** Start of ENTRIES **
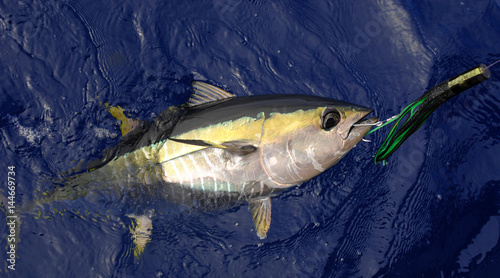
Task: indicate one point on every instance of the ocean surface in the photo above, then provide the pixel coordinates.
(432, 211)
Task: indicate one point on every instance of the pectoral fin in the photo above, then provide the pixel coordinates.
(238, 147)
(261, 213)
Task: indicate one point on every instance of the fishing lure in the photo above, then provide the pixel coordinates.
(414, 115)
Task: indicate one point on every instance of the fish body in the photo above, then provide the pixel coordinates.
(225, 149)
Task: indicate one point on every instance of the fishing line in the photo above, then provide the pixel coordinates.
(413, 116)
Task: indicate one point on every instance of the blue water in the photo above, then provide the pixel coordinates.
(432, 211)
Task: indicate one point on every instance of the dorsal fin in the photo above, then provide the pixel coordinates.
(205, 93)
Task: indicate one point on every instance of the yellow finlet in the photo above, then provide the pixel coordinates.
(127, 124)
(141, 232)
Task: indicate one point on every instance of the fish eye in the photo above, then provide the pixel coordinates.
(330, 120)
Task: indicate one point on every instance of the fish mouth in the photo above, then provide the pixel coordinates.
(361, 127)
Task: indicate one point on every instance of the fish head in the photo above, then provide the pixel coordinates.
(300, 145)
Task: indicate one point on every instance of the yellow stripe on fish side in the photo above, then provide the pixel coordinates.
(245, 129)
(281, 124)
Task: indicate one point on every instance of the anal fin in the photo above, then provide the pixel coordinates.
(261, 214)
(140, 232)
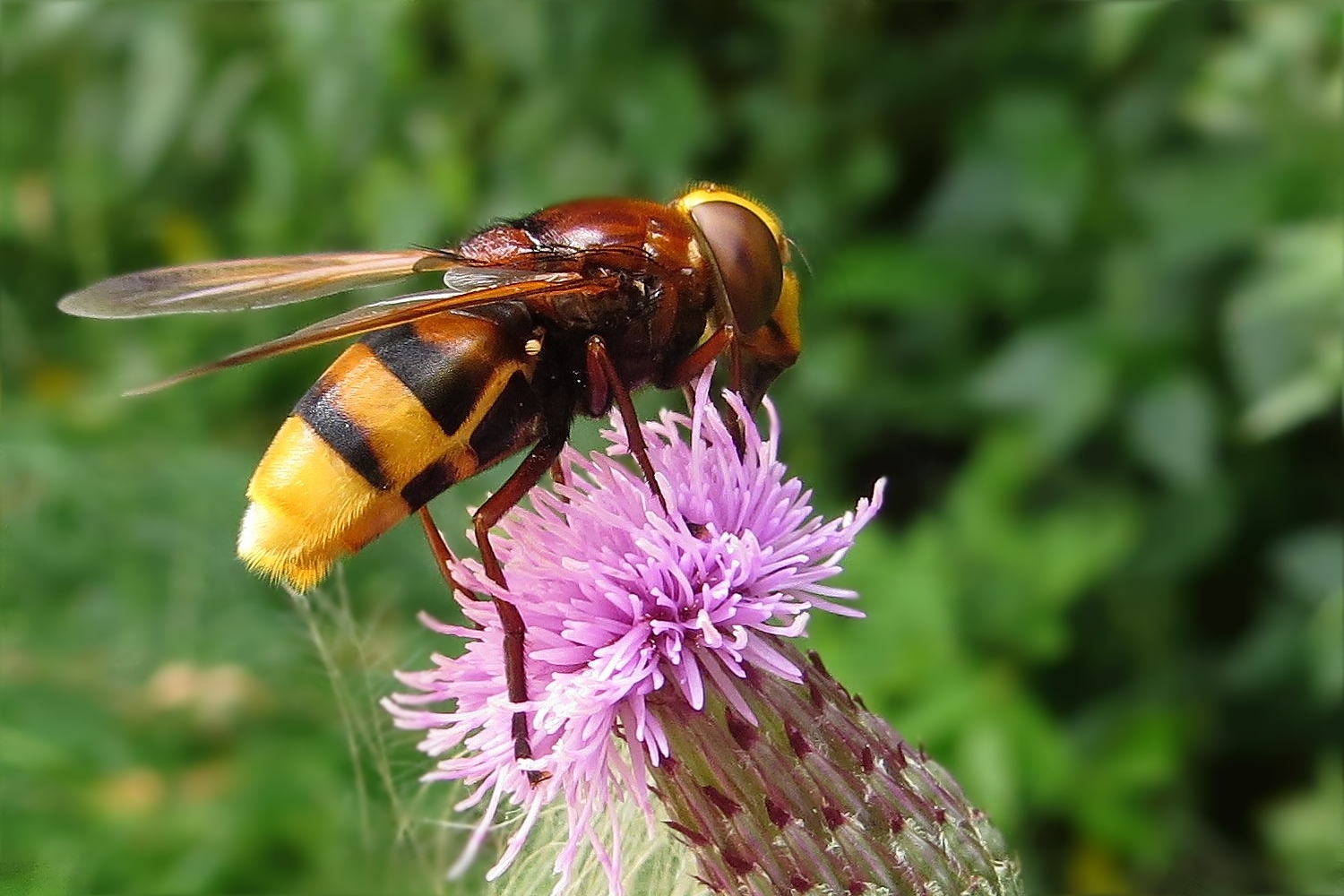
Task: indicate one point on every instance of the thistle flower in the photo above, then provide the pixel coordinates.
(658, 661)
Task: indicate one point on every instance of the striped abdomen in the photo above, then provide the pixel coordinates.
(392, 422)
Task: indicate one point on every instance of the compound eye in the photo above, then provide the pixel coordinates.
(747, 257)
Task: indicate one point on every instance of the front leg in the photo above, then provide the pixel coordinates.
(605, 384)
(527, 474)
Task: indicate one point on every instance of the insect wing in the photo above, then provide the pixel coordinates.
(394, 312)
(246, 284)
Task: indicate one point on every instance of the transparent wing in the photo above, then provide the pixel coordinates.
(400, 311)
(263, 282)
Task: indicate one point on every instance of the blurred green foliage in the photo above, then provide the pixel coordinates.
(1075, 289)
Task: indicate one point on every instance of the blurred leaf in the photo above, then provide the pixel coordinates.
(1055, 378)
(1284, 330)
(1306, 833)
(1311, 562)
(1171, 426)
(1026, 169)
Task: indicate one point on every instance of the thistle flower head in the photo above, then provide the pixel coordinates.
(631, 611)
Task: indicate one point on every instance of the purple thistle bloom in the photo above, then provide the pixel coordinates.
(639, 621)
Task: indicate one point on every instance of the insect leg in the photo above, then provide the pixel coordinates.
(722, 339)
(527, 474)
(443, 555)
(601, 370)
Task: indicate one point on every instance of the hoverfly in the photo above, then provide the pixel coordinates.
(539, 320)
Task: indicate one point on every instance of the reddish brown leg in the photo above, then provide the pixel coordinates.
(602, 371)
(443, 556)
(722, 339)
(527, 474)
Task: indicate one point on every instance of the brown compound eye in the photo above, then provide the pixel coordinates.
(747, 257)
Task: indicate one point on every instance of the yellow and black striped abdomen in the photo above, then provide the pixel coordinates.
(394, 421)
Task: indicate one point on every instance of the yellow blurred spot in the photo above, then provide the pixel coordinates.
(131, 793)
(183, 239)
(215, 694)
(207, 780)
(53, 384)
(1093, 871)
(32, 204)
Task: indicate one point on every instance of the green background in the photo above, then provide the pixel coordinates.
(1075, 289)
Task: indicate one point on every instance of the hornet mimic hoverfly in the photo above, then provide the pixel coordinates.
(539, 320)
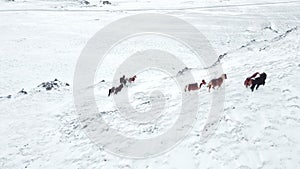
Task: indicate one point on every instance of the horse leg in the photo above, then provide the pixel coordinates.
(257, 86)
(252, 87)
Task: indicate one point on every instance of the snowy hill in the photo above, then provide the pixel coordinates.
(41, 41)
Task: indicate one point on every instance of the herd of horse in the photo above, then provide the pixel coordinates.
(254, 81)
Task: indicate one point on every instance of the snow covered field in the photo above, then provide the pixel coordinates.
(41, 40)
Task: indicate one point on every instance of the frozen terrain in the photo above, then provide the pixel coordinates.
(41, 40)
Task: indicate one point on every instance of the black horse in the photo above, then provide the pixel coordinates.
(258, 81)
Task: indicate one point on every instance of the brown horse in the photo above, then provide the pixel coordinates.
(248, 81)
(119, 88)
(111, 90)
(216, 82)
(254, 81)
(194, 86)
(132, 79)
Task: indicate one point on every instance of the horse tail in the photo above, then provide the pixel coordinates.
(254, 75)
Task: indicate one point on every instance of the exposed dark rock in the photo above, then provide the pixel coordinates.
(53, 85)
(106, 3)
(22, 91)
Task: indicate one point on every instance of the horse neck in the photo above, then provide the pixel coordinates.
(254, 75)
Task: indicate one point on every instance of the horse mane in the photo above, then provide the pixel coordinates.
(254, 75)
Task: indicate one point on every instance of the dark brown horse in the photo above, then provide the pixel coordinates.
(254, 81)
(248, 80)
(132, 79)
(216, 82)
(194, 86)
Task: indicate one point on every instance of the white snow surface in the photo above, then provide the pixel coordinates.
(42, 39)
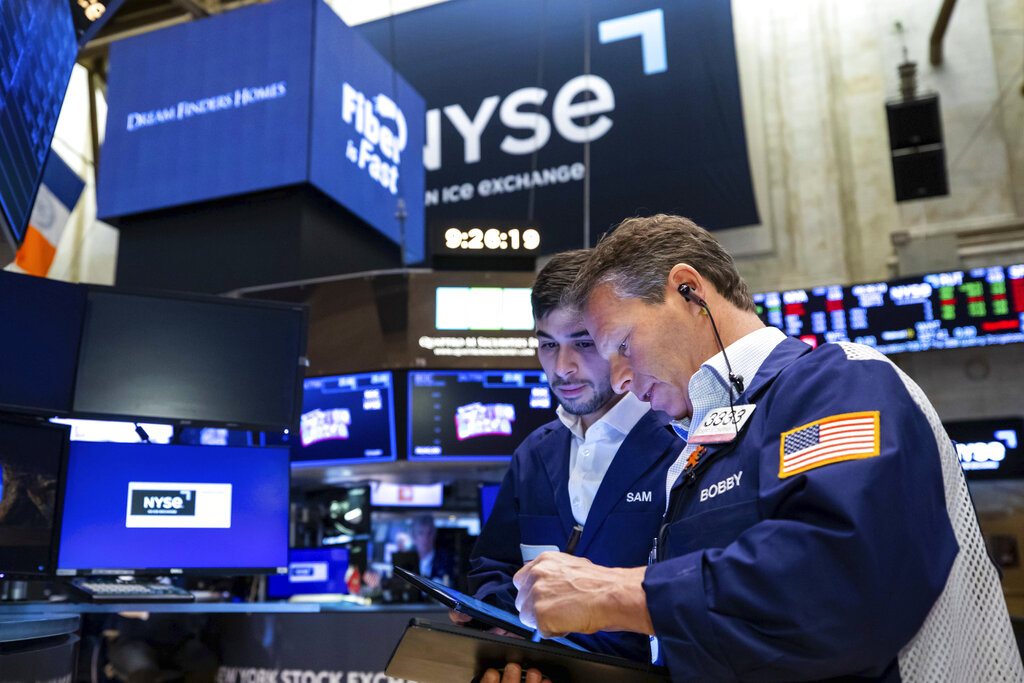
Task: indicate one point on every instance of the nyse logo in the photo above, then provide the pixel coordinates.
(163, 502)
(178, 505)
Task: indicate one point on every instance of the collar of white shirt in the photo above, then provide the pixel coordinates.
(709, 388)
(622, 417)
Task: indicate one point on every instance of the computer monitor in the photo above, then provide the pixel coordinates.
(346, 418)
(215, 360)
(122, 432)
(474, 415)
(388, 495)
(38, 47)
(140, 508)
(989, 449)
(311, 570)
(42, 322)
(32, 461)
(488, 494)
(342, 514)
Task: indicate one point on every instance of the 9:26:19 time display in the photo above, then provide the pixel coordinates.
(493, 239)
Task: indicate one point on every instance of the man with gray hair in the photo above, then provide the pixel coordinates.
(590, 482)
(818, 524)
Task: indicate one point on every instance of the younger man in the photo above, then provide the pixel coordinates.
(589, 483)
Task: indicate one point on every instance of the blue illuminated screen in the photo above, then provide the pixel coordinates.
(463, 415)
(311, 570)
(38, 46)
(989, 449)
(194, 117)
(975, 307)
(347, 417)
(488, 494)
(148, 508)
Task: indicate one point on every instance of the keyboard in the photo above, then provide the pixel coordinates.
(117, 590)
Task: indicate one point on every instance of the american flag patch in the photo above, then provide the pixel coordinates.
(847, 436)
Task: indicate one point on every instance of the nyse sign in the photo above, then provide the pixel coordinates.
(546, 112)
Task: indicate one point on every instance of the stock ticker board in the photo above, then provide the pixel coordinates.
(974, 307)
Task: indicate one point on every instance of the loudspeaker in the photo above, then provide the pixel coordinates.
(921, 174)
(913, 122)
(919, 156)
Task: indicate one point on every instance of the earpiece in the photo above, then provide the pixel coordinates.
(687, 293)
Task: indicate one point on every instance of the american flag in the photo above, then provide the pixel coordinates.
(846, 436)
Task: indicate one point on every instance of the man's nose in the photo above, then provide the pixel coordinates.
(566, 364)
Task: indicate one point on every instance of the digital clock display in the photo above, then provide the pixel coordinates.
(493, 240)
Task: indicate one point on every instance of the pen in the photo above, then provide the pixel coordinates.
(569, 549)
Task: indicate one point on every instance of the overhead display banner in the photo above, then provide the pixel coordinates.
(516, 90)
(198, 113)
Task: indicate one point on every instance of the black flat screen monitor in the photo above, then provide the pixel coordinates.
(488, 495)
(42, 322)
(474, 415)
(343, 514)
(32, 461)
(38, 47)
(311, 570)
(346, 418)
(989, 449)
(974, 307)
(184, 358)
(139, 508)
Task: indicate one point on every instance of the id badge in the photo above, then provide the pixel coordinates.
(721, 425)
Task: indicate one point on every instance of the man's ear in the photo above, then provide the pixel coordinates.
(684, 280)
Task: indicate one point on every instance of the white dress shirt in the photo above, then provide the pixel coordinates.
(710, 386)
(591, 454)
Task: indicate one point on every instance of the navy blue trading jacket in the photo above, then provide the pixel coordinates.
(821, 573)
(532, 508)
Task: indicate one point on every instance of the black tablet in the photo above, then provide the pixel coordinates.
(476, 608)
(444, 652)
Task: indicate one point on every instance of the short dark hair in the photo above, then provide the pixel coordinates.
(554, 279)
(637, 256)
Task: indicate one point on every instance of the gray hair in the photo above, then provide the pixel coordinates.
(638, 255)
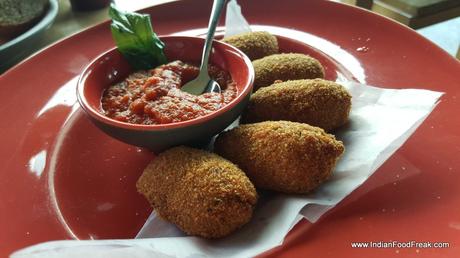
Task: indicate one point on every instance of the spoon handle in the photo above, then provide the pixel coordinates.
(215, 14)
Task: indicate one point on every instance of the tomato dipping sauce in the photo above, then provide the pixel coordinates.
(154, 96)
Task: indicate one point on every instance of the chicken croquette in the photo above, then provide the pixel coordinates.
(285, 67)
(317, 102)
(254, 44)
(202, 193)
(282, 156)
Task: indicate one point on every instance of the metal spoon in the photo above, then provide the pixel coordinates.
(203, 83)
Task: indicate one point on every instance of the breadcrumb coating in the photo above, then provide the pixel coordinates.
(317, 102)
(254, 44)
(285, 67)
(282, 156)
(202, 193)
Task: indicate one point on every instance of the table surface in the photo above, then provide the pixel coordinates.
(445, 34)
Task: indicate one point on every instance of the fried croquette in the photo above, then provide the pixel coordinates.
(317, 102)
(254, 44)
(202, 193)
(282, 156)
(285, 67)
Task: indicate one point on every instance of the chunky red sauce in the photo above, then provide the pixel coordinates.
(154, 96)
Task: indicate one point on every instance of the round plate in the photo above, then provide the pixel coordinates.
(61, 178)
(16, 49)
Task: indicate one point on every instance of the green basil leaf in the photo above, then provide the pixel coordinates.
(135, 39)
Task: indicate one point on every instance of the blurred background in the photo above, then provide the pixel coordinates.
(437, 20)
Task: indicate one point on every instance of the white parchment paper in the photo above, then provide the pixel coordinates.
(380, 122)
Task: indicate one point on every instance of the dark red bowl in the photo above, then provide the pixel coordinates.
(111, 67)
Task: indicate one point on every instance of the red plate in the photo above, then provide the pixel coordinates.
(61, 178)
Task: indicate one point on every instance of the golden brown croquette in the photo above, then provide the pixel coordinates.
** End of ENTRIES **
● **EXERCISE DESCRIPTION**
Output an exact copy of the lines beginning at the one that holds "Task: indicate one point on every instance of the metal" and running through the final line of the records.

● **RESPONSE FOR THIS EXERCISE**
Task: indicate one point on every instance of the metal spoon in the photo above, then provide the pixel coordinates.
(203, 83)
Task: indicate one point on every instance of the breadcrumb coating in the photo above, then provide the pixel coordinates.
(317, 102)
(254, 44)
(285, 67)
(282, 156)
(202, 193)
Task: indicate one point on every instance of the table surface in the photo above, then provide the pixel coordinates.
(445, 34)
Task: indicate one point on every instance of the fried croquette in the photo above, then provide the pixel coordinates.
(317, 102)
(254, 44)
(202, 193)
(282, 156)
(285, 67)
Task: indicate one point on every instance of the chunky red sauce in the photo above, then provide the pixel coordinates.
(154, 96)
Task: indicate one point on every instance of the round plate in the photo above, then provide the pixel coordinates.
(61, 178)
(16, 49)
Task: indicate one point on every instance of the green basil leaf in the photo above, then provide the pixel coordinates.
(135, 39)
Task: indicate one point on every instance of the blurred background in the photo above, then provide the pixel coordinates.
(437, 20)
Task: indicate one point on every instance of the white parchment paper in the photo above, then provide the pixel coordinates.
(380, 122)
Task: indicate one point on every instance of the dark red bowl in the photo above, then provide the pixel coordinates.
(111, 67)
Task: indicate one point on every instance of the red plate in the photo above, then provide the pixel coordinates.
(61, 178)
Task: indicate one point on every instance of the golden brown croquette in the photo above, then provide the pixel coordinates.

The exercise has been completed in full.